--- MATERIAL TO PROCESS Enclosed Below ---

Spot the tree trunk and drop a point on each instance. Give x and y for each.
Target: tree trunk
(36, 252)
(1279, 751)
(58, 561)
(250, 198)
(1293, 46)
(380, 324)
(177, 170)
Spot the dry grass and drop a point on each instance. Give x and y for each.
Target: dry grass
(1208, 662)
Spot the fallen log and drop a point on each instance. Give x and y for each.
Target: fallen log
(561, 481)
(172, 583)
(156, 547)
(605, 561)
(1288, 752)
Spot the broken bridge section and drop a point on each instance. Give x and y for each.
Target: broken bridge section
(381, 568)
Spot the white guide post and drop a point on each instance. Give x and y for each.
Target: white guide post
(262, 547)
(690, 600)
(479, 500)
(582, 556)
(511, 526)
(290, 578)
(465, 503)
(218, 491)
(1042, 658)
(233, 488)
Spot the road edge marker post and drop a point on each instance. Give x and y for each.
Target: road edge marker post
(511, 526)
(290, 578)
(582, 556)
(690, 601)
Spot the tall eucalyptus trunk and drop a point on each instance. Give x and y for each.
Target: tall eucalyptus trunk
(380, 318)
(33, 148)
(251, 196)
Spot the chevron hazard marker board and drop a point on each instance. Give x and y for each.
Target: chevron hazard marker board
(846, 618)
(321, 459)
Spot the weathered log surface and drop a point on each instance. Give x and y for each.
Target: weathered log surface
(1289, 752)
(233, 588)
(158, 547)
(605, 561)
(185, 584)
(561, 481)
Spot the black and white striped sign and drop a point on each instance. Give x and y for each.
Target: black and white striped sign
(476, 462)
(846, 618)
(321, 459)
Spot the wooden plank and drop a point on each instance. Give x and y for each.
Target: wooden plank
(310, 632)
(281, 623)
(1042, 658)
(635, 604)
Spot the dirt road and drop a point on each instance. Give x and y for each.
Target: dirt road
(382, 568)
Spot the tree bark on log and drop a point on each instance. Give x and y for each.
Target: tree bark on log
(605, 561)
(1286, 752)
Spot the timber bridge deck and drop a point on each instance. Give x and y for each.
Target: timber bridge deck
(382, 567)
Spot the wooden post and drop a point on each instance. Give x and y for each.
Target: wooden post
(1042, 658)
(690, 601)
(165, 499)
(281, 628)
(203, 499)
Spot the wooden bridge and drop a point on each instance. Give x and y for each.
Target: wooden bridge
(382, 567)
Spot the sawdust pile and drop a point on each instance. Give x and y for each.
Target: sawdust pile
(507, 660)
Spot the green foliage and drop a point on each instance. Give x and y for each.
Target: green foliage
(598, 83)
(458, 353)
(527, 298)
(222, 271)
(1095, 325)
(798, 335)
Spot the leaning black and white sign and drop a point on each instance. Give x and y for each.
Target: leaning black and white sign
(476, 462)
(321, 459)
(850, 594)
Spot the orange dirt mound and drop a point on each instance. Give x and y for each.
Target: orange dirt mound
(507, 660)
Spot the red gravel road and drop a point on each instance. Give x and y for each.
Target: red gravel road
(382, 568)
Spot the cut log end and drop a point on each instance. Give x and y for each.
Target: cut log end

--- End of Enclosed MATERIAL TO PROCESS ---

### [TASK REQUIREMENTS]
Transcribe every line above, character for character.

### [RESPONSE TO THIS TASK]
Spot the tree trunk and drop a point on each instance. Give x and y for each.
Target: tree trunk
(36, 252)
(1279, 751)
(58, 561)
(250, 198)
(1293, 46)
(380, 324)
(177, 170)
Spot the dry grass and drop a point on each instance. Give x and y for each.
Target: dry grass
(1208, 662)
Spot the fallen log and drop a point on each instance. Give x and y for each.
Target: fallen log
(561, 481)
(172, 583)
(156, 547)
(605, 561)
(1288, 752)
Spot the broken bridge section and drop a point on each instance. Give x and y for each.
Target: broken bridge section
(381, 568)
Spot the white guide post and drop a point on each instance. Give x and y for each.
Target: white guide post
(262, 547)
(690, 600)
(479, 500)
(582, 556)
(511, 526)
(290, 578)
(465, 503)
(218, 491)
(1042, 658)
(233, 488)
Spot the road edge marker post and drop a point on each instance. Give x and y for each.
Target: road edge marker post
(511, 526)
(290, 578)
(582, 556)
(690, 601)
Spot the tall eucalyptus trunk and drop a point on each instance. Give x and y for each.
Target: tall eucalyptus trunk
(380, 318)
(33, 148)
(251, 196)
Spot the chevron hazard marker board and drop a point on each instance. Give x and y for each.
Target: chevron hazard marker board
(846, 618)
(321, 459)
Spot the weathered log surface and drop a point on each instance. Give x and y for each.
Target: weathered log surface
(1289, 752)
(233, 588)
(158, 547)
(605, 561)
(185, 584)
(561, 481)
Spot the black and white striped sign and drop a point on each instance. Give x and y for each.
Target: black and white striped sign
(476, 462)
(846, 618)
(321, 459)
Spot the wooden plank and drop a point on each instance. Give x and y for each.
Target: wooden plank
(310, 632)
(281, 623)
(1042, 658)
(635, 604)
Spot the dirt road and drop a point on each instance. Give x and y for each.
Target: dirt road
(382, 568)
Spot the tree bark on log and drop a point on each instance. Give x and y for each.
Target: tree bark on log
(605, 561)
(1286, 752)
Spot the timber bridge deck and drop a point on each instance. Give x and y for each.
Target: timber bridge deck
(382, 567)
Spot the wooden post and drop a point on each instance. Give x and y for each.
Target: wooden post
(1042, 658)
(690, 601)
(165, 499)
(281, 628)
(203, 499)
Spot the wooden bridge and drop a point on each instance. Give x and y for each.
Target: wooden bridge
(382, 567)
Spot the sawdust pile and drop a point on each instance. Give x and y for each.
Target: sawdust pile
(507, 660)
Spot the green foliage and drop a point on each instance. Give x and y for each.
Target: green foliage
(598, 83)
(458, 353)
(527, 298)
(222, 271)
(1095, 325)
(798, 335)
Spot the leaning black and white sign and drop a point on each instance. Give x and y for each.
Target: leaning black and white sign
(476, 462)
(321, 459)
(850, 594)
Spot the orange dirt mound and drop a point on each instance. Give x and y for each.
Target: orange dirt mound
(507, 660)
Spot the red gravel road and drop a point on each instance. Give x and y for each.
Target: red gravel road
(382, 568)
Spot the cut log end and drop a point on each instance. Give x and y for each.
Target: cut log end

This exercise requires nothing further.